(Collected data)

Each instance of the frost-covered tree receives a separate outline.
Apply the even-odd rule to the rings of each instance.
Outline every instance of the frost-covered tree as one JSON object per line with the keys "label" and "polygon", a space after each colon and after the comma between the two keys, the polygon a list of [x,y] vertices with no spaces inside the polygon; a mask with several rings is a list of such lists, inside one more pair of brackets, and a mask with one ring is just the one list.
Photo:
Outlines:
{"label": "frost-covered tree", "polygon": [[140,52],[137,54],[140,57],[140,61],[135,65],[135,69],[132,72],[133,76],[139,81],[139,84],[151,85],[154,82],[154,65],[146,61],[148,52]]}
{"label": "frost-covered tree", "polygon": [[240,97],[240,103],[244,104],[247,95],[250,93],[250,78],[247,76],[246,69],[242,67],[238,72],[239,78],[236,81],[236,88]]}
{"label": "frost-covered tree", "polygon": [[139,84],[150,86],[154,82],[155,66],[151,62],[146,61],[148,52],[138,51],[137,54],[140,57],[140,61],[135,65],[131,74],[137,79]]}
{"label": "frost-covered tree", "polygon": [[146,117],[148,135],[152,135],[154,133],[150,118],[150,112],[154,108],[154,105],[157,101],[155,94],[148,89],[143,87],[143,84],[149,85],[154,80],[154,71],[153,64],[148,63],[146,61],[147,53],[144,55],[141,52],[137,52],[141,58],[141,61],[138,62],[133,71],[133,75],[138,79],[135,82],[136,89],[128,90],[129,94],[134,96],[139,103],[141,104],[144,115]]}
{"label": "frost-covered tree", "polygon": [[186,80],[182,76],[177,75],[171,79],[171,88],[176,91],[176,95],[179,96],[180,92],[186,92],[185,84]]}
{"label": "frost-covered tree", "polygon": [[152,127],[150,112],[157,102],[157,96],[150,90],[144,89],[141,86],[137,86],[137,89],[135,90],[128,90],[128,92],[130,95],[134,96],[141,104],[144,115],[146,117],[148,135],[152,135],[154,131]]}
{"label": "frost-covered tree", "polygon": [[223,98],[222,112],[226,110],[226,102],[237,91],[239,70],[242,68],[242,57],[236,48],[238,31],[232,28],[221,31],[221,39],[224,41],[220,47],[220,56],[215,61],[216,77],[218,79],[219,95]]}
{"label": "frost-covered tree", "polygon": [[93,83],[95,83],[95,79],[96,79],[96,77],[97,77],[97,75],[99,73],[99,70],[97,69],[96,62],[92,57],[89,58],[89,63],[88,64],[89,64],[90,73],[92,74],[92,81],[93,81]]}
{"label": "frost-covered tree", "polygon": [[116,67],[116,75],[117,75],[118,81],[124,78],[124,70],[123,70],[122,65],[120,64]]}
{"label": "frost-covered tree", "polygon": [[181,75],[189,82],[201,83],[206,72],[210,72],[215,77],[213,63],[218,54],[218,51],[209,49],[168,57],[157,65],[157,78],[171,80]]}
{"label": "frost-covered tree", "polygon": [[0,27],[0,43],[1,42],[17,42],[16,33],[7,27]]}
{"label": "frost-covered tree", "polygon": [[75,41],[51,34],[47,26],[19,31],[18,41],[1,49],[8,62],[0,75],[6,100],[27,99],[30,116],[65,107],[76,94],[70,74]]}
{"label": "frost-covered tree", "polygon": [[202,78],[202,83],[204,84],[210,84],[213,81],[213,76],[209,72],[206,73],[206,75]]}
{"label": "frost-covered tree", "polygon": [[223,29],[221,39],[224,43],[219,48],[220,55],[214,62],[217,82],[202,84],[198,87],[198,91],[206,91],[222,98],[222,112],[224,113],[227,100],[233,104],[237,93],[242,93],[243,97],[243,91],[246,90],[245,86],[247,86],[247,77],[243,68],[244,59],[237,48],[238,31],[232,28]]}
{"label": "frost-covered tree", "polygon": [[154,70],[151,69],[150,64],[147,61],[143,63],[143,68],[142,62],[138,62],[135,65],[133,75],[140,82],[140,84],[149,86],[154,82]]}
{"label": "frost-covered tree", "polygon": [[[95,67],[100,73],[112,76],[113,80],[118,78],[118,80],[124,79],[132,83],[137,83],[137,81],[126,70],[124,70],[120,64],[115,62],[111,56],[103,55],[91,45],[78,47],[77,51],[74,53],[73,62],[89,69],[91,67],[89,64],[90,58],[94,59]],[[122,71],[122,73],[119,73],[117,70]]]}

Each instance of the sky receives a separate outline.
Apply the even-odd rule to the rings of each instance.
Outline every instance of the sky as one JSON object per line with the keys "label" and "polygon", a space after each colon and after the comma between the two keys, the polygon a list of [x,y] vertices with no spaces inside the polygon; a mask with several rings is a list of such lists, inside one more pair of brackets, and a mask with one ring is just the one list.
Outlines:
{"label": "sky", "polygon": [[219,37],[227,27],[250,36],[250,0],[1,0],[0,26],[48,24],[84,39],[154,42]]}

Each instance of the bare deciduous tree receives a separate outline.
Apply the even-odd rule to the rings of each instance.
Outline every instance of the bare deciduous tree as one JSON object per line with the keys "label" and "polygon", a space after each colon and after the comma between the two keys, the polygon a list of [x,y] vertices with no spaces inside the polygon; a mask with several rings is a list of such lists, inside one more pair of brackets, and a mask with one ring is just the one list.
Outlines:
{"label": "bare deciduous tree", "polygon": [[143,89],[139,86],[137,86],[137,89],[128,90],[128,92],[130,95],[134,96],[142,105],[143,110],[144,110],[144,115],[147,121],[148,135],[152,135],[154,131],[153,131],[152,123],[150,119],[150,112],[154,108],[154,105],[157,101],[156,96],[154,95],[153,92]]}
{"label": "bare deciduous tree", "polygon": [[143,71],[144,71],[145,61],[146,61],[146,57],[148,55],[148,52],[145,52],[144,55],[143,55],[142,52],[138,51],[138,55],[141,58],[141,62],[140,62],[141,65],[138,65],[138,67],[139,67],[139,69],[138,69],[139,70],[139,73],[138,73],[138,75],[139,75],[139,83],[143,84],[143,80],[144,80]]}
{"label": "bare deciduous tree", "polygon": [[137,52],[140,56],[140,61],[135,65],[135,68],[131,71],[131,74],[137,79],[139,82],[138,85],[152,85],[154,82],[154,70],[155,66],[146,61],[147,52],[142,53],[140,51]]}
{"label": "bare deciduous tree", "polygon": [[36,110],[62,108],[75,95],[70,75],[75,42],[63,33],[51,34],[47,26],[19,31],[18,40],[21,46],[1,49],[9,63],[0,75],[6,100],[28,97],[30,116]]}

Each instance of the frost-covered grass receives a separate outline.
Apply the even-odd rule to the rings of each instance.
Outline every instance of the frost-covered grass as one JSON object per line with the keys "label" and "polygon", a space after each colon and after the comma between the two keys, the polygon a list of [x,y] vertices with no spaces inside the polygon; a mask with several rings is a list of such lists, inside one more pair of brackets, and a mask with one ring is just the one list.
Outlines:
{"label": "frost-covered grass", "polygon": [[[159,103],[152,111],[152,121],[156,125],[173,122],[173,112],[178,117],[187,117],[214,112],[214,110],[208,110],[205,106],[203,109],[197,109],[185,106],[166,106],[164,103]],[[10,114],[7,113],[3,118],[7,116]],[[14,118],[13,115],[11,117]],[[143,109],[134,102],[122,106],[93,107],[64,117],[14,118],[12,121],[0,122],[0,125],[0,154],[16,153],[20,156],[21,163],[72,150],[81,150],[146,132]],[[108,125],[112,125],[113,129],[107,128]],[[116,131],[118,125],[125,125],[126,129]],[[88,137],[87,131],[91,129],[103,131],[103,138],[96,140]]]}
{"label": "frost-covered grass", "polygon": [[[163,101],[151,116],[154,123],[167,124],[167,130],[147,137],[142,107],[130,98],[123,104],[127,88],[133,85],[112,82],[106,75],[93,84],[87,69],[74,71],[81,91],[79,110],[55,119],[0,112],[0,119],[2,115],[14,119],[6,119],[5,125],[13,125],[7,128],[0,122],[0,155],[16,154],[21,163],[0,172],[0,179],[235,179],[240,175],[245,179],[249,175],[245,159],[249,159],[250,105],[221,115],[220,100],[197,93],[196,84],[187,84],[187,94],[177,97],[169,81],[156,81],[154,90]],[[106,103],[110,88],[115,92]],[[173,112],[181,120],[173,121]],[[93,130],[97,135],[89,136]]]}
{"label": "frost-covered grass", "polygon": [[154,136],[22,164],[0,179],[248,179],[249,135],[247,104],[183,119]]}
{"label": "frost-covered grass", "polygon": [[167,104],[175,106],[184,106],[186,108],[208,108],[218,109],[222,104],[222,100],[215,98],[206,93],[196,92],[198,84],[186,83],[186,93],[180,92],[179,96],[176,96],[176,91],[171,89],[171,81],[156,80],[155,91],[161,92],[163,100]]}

(TASK STATEMENT): Every line in the data above that includes the word "receives" should be copied.

(FINAL ANSWER):
Each instance of the frost-covered tree receives a separate outline.
Each instance of the sky receives a separate outline.
Each instance of the bare deciduous tree receives a separate outline.
Each instance of the frost-covered grass receives a separate outline.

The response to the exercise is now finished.